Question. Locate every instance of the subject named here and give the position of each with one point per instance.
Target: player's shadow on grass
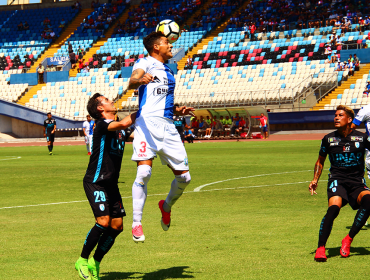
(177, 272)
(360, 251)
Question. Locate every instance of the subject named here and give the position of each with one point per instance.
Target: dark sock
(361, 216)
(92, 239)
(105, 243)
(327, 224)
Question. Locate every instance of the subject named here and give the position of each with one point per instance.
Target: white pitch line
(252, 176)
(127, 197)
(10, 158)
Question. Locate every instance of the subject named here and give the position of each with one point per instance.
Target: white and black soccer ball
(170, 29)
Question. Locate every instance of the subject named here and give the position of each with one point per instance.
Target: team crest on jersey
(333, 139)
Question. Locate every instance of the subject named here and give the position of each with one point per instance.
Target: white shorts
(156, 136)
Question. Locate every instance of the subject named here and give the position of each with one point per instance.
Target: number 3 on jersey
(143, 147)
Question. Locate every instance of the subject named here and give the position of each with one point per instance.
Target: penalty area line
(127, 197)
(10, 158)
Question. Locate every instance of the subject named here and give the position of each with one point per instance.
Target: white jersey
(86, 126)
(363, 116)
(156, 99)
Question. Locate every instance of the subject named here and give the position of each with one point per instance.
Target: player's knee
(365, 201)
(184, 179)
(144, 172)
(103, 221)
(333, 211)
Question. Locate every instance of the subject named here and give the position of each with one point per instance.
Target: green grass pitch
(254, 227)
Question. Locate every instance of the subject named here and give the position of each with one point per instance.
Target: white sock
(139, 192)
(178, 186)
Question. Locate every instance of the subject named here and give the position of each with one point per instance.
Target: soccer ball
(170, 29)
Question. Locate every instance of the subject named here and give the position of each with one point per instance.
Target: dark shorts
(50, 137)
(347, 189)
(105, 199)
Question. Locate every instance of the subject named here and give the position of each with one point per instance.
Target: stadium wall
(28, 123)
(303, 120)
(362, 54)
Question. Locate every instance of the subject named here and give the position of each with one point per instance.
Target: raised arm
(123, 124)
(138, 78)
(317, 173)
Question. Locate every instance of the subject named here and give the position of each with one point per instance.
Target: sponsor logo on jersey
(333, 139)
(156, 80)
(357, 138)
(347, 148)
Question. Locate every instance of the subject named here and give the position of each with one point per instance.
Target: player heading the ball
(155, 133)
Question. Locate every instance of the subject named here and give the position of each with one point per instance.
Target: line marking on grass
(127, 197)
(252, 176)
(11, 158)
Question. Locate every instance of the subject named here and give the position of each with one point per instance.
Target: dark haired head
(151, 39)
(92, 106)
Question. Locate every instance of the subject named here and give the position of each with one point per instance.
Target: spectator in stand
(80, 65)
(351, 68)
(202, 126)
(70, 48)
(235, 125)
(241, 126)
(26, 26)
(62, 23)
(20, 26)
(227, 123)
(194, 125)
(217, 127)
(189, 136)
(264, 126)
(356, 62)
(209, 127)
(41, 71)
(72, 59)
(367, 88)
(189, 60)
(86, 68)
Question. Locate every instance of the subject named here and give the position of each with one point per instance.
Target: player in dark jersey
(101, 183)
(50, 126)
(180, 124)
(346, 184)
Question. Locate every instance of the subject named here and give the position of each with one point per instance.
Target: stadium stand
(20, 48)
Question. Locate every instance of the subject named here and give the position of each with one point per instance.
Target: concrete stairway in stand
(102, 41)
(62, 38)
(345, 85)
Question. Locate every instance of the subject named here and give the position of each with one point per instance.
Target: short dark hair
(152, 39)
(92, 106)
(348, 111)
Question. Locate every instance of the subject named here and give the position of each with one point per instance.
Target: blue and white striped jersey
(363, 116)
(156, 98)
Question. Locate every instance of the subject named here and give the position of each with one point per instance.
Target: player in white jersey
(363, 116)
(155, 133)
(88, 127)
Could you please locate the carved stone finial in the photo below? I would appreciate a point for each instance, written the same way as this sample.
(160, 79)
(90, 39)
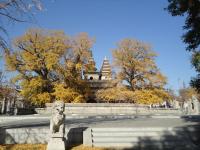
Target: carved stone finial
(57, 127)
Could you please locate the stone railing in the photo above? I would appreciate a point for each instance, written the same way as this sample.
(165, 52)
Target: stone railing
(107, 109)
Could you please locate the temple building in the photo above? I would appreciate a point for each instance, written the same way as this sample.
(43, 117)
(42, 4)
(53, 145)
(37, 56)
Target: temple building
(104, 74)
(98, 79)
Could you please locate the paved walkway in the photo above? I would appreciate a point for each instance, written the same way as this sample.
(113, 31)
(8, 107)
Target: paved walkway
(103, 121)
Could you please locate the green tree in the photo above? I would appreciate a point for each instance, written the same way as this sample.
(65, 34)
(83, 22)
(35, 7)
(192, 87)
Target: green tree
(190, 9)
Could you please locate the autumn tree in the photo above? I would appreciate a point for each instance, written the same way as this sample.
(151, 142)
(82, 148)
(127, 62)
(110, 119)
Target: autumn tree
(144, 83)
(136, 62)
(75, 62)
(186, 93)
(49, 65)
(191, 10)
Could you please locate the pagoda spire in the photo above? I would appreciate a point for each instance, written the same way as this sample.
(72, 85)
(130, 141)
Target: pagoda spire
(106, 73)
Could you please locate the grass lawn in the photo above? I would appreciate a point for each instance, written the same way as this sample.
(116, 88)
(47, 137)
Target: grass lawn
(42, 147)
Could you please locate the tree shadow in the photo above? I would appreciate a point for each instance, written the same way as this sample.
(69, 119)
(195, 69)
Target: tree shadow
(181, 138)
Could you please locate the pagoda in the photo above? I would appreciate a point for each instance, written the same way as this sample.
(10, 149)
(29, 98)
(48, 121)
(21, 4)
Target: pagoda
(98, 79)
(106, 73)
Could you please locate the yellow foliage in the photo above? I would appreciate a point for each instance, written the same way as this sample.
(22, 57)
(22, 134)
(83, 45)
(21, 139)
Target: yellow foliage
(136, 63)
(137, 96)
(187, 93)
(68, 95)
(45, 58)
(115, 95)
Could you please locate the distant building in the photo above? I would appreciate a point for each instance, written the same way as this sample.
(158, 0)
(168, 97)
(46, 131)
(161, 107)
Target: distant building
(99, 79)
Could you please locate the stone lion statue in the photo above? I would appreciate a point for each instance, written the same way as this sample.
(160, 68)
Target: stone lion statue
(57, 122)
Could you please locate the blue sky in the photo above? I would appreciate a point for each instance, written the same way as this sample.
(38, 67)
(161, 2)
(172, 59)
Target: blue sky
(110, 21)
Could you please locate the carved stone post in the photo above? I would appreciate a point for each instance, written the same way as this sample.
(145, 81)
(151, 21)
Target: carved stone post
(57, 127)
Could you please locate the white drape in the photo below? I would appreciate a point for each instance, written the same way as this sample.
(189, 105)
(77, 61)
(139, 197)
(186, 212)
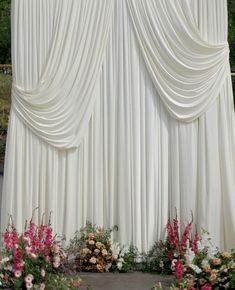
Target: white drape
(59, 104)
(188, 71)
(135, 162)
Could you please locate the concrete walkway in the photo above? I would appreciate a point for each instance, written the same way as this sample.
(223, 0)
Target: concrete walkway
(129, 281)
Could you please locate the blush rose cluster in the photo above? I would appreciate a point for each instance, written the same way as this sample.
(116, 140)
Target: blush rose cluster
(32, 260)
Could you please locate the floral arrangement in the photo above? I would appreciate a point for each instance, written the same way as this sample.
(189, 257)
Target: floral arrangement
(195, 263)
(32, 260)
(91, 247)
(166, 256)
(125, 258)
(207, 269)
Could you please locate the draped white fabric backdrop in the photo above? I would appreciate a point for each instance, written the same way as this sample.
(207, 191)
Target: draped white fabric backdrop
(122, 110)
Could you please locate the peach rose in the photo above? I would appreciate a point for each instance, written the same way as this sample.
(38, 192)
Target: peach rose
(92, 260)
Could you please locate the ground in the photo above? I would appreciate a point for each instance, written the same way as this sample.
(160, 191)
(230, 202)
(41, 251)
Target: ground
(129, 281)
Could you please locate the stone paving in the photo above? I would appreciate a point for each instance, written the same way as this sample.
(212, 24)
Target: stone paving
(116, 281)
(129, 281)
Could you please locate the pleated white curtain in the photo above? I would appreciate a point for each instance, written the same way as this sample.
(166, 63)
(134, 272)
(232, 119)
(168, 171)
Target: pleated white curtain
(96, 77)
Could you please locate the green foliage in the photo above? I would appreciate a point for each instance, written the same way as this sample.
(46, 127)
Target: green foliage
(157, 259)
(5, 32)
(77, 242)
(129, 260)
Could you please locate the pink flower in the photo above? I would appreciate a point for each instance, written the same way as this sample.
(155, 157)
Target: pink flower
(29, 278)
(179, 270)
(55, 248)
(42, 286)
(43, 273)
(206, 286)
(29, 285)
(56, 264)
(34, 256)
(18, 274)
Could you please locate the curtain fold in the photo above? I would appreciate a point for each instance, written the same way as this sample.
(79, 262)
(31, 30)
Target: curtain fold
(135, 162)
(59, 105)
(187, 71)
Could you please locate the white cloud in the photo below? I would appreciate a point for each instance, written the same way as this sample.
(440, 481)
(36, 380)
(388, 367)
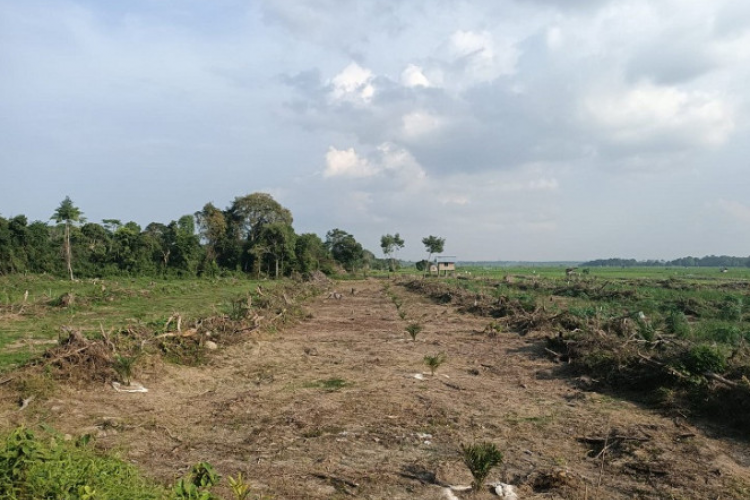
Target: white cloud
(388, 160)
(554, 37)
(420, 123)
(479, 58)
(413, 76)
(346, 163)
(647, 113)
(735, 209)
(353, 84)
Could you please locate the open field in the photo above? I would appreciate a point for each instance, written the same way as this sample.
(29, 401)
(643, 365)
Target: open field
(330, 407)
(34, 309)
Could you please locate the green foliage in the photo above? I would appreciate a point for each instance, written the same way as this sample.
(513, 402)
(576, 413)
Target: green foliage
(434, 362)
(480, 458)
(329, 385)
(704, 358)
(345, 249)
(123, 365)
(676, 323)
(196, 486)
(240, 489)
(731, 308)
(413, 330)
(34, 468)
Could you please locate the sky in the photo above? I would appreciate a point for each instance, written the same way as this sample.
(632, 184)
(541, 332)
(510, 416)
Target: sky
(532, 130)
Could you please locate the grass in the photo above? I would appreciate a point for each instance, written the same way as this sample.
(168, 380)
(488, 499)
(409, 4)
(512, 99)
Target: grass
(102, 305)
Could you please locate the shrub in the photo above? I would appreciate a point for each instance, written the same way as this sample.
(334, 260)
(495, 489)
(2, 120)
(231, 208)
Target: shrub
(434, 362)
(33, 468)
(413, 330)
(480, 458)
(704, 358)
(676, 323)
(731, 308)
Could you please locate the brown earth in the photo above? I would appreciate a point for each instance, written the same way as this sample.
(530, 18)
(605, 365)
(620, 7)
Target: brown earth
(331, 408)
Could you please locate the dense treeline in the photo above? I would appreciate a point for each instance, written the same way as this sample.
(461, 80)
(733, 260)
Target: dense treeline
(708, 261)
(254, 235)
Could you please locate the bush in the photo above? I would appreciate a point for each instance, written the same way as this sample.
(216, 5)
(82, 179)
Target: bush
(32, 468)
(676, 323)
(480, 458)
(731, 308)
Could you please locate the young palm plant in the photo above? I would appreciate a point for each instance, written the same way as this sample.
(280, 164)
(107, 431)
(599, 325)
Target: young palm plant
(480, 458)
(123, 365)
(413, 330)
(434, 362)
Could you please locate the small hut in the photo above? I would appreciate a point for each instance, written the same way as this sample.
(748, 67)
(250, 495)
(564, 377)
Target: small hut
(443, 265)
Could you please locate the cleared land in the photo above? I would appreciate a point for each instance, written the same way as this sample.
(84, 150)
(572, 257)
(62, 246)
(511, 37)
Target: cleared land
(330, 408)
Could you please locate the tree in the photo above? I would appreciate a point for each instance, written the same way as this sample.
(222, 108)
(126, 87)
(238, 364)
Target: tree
____________
WHAT IS REQUIRED | Please copy the line that contains "Target: cleared land" and each line after it through the end of the records, exactly, and no other lines.

PROBLEM SOLUTION |
Target: cleared land
(330, 408)
Could you please locate the tree in the photo above? I would appreciate a point for each instance, written the same way as this sample.
(222, 108)
(126, 87)
(238, 364)
Target: tree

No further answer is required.